* Work instructions:
• a. In the bikepacking account, list the things the writer spent time doing at Manuela's.
• b. Resume the account of preparing for a bike ride from Seville, beginning right after its final sentence.

I spent my time at Manuela’s building Bay, my bike, fitting the bikepacking luggage to him, shopping for camping gas, and trying to find a local SIM card. I wanted a local one, I had heard Vodafone had better coverage, but trying to find a decent pay as you go package proved to be somewhat difficult, especially with the language barrier. I feel the sales assistants could have been more helpful, after searching for a couple of hours I returned to the first Vodafone shop I’d been in and bought the best of what they had. The sales assistant in that shop was more patient and helpful than in the other Vodafone shop!
Anyway, it’s a good job I did buy a local SIM as my O2 is playing up. I’m using two phones, one with the Spanish SIM and my ‘normal’ one with the UK SIM. I dropped my UK phone quite heavily whilst crossing a bridge, perhaps that’s why it keeps losing signal? Very annoying!
I’d arrived in Seville on the Monday, and was to start my ride on the Wednesday, so after getting packed up Wednesday morning, I made my way down the four flights of tight twisty stairs with a fully loaded Bay, which was quite a feat! I got a real sweat on!

Point localization data:
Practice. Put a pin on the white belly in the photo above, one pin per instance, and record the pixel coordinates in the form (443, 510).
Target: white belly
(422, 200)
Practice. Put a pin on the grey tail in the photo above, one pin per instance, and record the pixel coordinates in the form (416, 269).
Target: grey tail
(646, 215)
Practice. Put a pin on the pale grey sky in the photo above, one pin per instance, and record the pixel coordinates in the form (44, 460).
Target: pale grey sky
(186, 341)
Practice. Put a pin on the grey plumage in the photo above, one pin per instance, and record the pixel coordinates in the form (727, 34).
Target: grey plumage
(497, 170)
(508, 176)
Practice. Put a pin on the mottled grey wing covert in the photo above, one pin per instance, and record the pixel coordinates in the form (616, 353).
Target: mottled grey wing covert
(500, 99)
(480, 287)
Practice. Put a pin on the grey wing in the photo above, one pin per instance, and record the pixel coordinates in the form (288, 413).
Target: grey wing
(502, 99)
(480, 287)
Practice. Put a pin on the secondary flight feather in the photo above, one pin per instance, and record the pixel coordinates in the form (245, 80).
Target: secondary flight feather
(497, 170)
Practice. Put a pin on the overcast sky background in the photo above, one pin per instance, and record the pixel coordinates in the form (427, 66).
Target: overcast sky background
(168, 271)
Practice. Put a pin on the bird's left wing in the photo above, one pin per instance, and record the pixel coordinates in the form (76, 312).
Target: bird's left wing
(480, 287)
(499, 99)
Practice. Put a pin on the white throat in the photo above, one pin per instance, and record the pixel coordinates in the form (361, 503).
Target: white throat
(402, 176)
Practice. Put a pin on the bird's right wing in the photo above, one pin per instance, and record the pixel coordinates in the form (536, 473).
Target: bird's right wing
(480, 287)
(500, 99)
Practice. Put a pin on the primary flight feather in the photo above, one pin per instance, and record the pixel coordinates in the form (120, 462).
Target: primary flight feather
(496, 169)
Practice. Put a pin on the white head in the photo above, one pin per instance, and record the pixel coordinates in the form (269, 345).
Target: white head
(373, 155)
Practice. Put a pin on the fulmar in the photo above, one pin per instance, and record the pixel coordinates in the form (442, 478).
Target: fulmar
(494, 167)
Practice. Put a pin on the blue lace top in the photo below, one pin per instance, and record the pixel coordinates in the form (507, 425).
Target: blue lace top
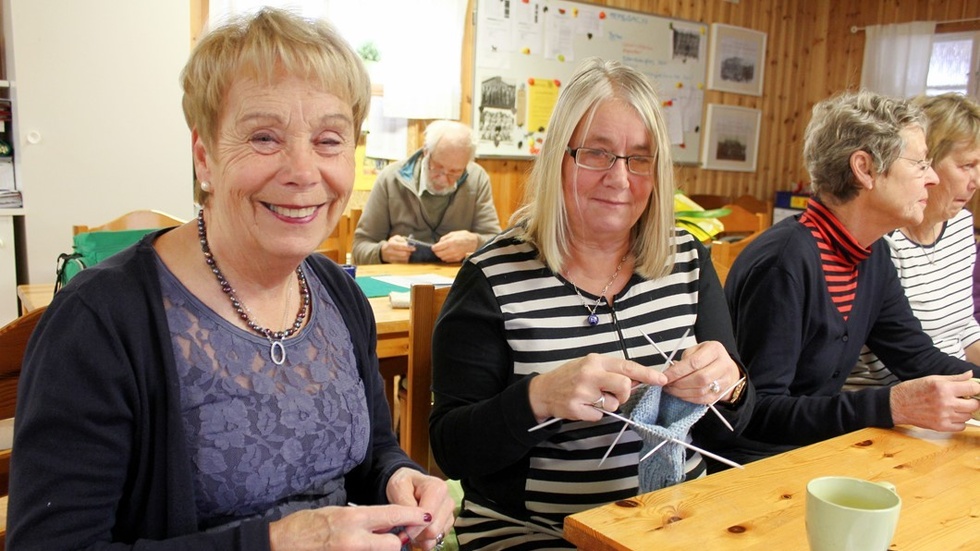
(266, 440)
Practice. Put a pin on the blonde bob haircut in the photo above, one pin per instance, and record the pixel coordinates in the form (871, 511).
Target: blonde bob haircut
(268, 46)
(954, 120)
(544, 215)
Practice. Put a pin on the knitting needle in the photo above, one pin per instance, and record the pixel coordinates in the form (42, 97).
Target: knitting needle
(704, 452)
(727, 390)
(670, 362)
(544, 424)
(654, 450)
(616, 441)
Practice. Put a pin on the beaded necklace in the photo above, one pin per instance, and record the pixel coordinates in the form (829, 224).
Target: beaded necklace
(277, 351)
(593, 318)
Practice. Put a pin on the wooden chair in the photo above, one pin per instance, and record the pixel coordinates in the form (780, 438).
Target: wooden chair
(13, 343)
(426, 302)
(742, 222)
(353, 219)
(723, 254)
(135, 220)
(335, 246)
(711, 201)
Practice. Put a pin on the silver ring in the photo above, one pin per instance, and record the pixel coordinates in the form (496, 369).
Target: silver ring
(600, 402)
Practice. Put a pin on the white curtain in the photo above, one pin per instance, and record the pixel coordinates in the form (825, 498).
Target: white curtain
(420, 42)
(896, 58)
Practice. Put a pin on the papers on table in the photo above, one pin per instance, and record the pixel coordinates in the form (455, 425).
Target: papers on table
(421, 279)
(402, 299)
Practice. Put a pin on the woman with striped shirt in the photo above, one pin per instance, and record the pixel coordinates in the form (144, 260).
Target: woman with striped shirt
(935, 257)
(551, 320)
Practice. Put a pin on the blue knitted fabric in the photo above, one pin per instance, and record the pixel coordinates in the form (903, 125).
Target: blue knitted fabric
(660, 416)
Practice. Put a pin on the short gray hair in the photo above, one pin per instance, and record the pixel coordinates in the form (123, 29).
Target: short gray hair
(849, 122)
(455, 134)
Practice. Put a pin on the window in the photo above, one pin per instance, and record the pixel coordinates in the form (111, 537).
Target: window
(953, 64)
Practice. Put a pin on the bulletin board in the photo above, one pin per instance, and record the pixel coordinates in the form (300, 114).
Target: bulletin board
(525, 50)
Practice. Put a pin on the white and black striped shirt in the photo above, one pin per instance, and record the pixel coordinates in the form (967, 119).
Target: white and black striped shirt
(508, 317)
(938, 281)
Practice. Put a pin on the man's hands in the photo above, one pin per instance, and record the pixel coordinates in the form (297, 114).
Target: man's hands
(396, 250)
(455, 246)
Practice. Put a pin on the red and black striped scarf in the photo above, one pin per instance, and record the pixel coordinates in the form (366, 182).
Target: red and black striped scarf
(840, 254)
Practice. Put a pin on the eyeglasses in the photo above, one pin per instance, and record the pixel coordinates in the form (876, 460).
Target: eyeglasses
(922, 164)
(597, 159)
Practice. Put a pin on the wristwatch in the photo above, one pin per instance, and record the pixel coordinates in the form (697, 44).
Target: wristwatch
(737, 391)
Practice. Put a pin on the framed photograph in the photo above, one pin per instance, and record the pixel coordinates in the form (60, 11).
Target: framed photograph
(736, 59)
(731, 138)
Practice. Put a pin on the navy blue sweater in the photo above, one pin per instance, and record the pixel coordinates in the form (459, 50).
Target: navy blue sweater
(101, 459)
(799, 350)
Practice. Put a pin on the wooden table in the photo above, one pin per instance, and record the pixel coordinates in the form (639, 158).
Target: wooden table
(762, 507)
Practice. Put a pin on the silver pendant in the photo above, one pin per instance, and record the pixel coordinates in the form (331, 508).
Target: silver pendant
(277, 352)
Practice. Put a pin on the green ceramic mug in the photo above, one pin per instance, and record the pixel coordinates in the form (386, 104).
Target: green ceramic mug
(850, 514)
(976, 414)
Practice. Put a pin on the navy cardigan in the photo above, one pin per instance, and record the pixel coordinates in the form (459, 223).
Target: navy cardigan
(101, 459)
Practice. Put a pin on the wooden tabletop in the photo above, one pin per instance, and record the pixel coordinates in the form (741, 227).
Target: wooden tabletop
(392, 323)
(762, 507)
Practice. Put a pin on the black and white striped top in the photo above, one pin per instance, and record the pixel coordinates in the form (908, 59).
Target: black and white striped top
(938, 281)
(508, 317)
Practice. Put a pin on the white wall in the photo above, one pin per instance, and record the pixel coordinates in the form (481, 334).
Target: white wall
(98, 82)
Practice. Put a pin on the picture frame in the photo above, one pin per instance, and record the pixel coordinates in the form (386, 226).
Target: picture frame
(731, 138)
(736, 59)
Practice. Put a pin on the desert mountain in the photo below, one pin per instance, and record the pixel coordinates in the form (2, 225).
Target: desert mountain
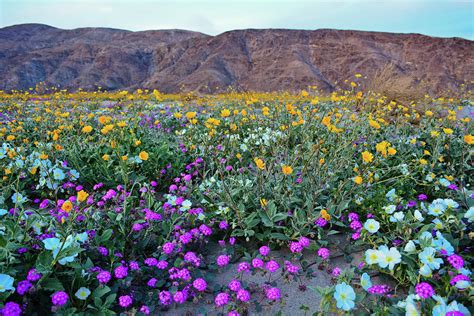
(263, 60)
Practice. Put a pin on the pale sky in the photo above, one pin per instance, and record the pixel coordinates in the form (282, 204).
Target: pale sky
(444, 18)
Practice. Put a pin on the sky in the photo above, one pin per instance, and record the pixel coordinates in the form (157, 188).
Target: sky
(443, 18)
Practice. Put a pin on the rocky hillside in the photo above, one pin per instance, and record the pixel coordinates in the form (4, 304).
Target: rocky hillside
(264, 60)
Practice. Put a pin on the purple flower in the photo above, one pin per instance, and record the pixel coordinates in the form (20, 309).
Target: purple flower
(353, 217)
(424, 290)
(200, 284)
(291, 268)
(23, 287)
(11, 309)
(145, 310)
(104, 277)
(296, 247)
(168, 248)
(272, 266)
(221, 299)
(222, 260)
(379, 289)
(355, 225)
(223, 225)
(134, 265)
(121, 272)
(264, 250)
(180, 297)
(457, 278)
(205, 230)
(152, 282)
(411, 203)
(422, 197)
(273, 294)
(234, 285)
(59, 298)
(321, 222)
(33, 275)
(355, 236)
(453, 187)
(456, 261)
(103, 251)
(125, 301)
(151, 262)
(257, 263)
(323, 253)
(243, 267)
(137, 227)
(165, 298)
(162, 264)
(243, 295)
(305, 242)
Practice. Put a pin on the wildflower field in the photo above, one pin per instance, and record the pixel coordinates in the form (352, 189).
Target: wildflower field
(137, 202)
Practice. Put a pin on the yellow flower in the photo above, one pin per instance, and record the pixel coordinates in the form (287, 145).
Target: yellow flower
(367, 157)
(287, 170)
(324, 214)
(382, 147)
(392, 151)
(82, 195)
(469, 139)
(87, 129)
(260, 164)
(358, 179)
(190, 115)
(447, 131)
(225, 113)
(434, 134)
(374, 124)
(67, 206)
(143, 155)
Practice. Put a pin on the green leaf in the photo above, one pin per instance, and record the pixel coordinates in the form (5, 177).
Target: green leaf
(101, 291)
(52, 284)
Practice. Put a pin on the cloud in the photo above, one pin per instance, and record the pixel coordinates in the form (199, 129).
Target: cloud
(432, 17)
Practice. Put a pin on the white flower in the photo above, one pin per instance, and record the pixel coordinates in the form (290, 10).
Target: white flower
(390, 209)
(390, 257)
(397, 217)
(372, 256)
(372, 226)
(451, 203)
(391, 195)
(410, 246)
(425, 271)
(418, 216)
(470, 214)
(444, 182)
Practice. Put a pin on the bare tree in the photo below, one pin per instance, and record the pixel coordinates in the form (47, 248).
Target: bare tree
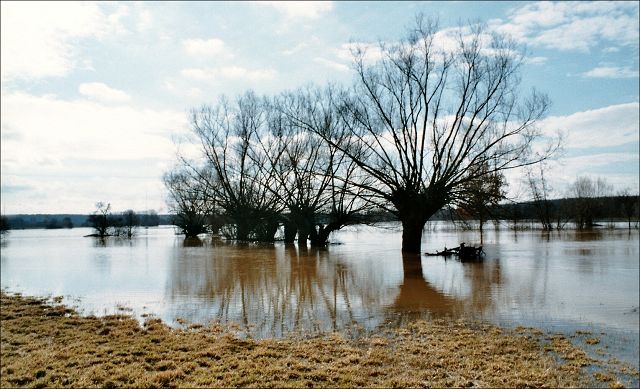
(629, 204)
(541, 192)
(420, 121)
(100, 220)
(587, 195)
(233, 176)
(128, 222)
(189, 200)
(315, 178)
(481, 196)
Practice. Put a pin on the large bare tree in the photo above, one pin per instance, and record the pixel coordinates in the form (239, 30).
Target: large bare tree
(421, 120)
(315, 178)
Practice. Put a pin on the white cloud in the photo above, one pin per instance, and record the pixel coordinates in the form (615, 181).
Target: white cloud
(611, 72)
(300, 9)
(573, 25)
(332, 64)
(614, 125)
(536, 60)
(371, 51)
(75, 152)
(204, 47)
(228, 72)
(101, 92)
(596, 165)
(145, 20)
(37, 38)
(84, 129)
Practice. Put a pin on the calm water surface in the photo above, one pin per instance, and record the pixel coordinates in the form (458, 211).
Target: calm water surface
(559, 281)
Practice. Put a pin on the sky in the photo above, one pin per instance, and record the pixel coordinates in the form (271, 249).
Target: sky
(94, 96)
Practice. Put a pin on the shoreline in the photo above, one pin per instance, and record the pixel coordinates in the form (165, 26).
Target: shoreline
(46, 343)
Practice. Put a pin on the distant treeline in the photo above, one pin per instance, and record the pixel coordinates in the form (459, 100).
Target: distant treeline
(55, 221)
(558, 212)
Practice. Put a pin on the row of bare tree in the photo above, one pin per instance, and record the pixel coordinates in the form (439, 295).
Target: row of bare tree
(588, 200)
(422, 127)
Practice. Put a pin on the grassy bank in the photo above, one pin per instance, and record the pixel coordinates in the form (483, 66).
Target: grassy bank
(44, 343)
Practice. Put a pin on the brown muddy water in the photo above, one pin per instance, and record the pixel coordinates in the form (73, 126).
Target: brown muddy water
(562, 282)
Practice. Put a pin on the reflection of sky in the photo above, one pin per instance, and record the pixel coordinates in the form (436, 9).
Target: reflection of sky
(525, 278)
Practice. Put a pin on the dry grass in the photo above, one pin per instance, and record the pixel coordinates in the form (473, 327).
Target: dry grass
(45, 344)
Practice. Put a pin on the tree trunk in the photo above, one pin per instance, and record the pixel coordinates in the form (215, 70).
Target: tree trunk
(412, 235)
(242, 230)
(290, 232)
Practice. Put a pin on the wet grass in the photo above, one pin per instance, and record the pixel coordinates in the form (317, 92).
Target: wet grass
(46, 344)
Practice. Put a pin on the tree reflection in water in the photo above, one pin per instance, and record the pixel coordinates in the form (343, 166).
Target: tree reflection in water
(273, 290)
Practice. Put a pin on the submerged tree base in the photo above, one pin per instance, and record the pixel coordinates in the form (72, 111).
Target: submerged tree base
(48, 344)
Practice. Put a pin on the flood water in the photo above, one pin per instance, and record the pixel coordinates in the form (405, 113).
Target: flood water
(560, 282)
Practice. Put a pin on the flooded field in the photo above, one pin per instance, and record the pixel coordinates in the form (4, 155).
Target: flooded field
(561, 282)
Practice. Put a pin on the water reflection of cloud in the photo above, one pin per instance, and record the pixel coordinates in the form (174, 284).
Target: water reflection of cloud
(275, 289)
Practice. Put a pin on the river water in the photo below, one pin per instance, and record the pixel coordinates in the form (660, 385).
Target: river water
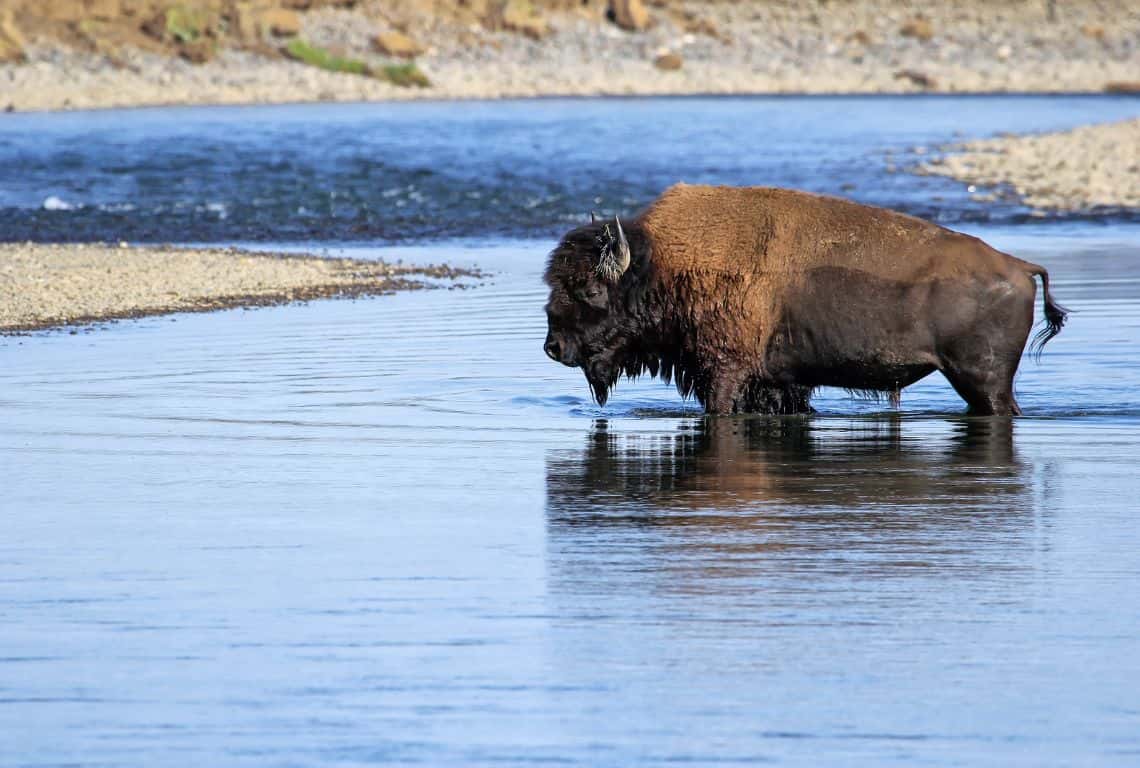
(390, 531)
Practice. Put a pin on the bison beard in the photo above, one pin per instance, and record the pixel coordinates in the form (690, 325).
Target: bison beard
(751, 297)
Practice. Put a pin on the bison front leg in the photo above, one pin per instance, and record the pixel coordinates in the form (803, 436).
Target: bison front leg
(724, 392)
(766, 398)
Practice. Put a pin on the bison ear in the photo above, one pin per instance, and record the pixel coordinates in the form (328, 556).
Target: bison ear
(613, 260)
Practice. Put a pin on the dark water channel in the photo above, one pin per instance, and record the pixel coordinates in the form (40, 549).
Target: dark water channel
(390, 531)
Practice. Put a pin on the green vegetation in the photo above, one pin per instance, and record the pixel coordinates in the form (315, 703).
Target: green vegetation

* Answer set:
• a.
- Building Bay, the bike
- Fitting the bikepacking luggage to him
- Shopping for camping gas
- Trying to find a local SIM card

• b.
Before I made my way to the station, I popped into the service garage across the road, the mechanic tightened my pedals for me, as I’d not wanted to carry a heavy spanner just to do that.
My Spanish isn’t very good at all, I’d known a lot more ten years ago, but never really used it, so am having to pickup from what I remember. They really do speak fast, and with different accents in different areas, I find it tricky to understand.
The Seville station really is well organised. Everything was effortless, much more so than I expected, from buying the ticket for me and Bay, to boarding the train.
I was a bit miffed at getting short changed again, it had happened in a supermarket the night before, then at the station coffee shop. I decided to contest it with the senorita, and she gave me back the euro she had short changed me. Only for it to happen a third time in a supermarket in Barbate, again managing enough Spanish to get it back! I think they prey on the non-spanish, and it as always been by a young lady. Bloody cheek!
I had a reflective ride on the train to San Fernando, on the outskirts of Cadiz, passing through mainly farmland, almond, olive and orange groves. When the train stopped at Jerez Airport it brought back memories of the times I’d flown into Jerez whilst working at Renault F1, we’d test there many times a year. Reminiscing always looks rosier than it actually seemed at the time!
On arriving at San Fernando, I was concerned to see that I’d have to take the fully loaded bike up an escalator, I had flashbacks of when I tried to take my bike bag up one at Sydney airport, it was touch and go as to whether I’d have to let go of it, sending it crashing down onto people behind me, luckily I just hung on and fell into an embarrassing mess at the top, then helped by an airport worker.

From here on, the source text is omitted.